- Opening Delimiter -
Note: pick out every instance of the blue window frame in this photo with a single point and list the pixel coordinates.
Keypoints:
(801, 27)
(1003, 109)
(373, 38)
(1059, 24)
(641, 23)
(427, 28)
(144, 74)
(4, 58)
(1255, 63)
- Closing Delimiter -
**DIRECTIONS**
Write the records out again, character for character.

**SOLUTION TO THIS TASK**
Note: pick out every instance of the blue window frame in this photo with a single point and list the pixel coordinates.
Keypoints:
(801, 27)
(1003, 109)
(373, 38)
(1059, 24)
(641, 23)
(427, 28)
(144, 74)
(4, 58)
(1255, 63)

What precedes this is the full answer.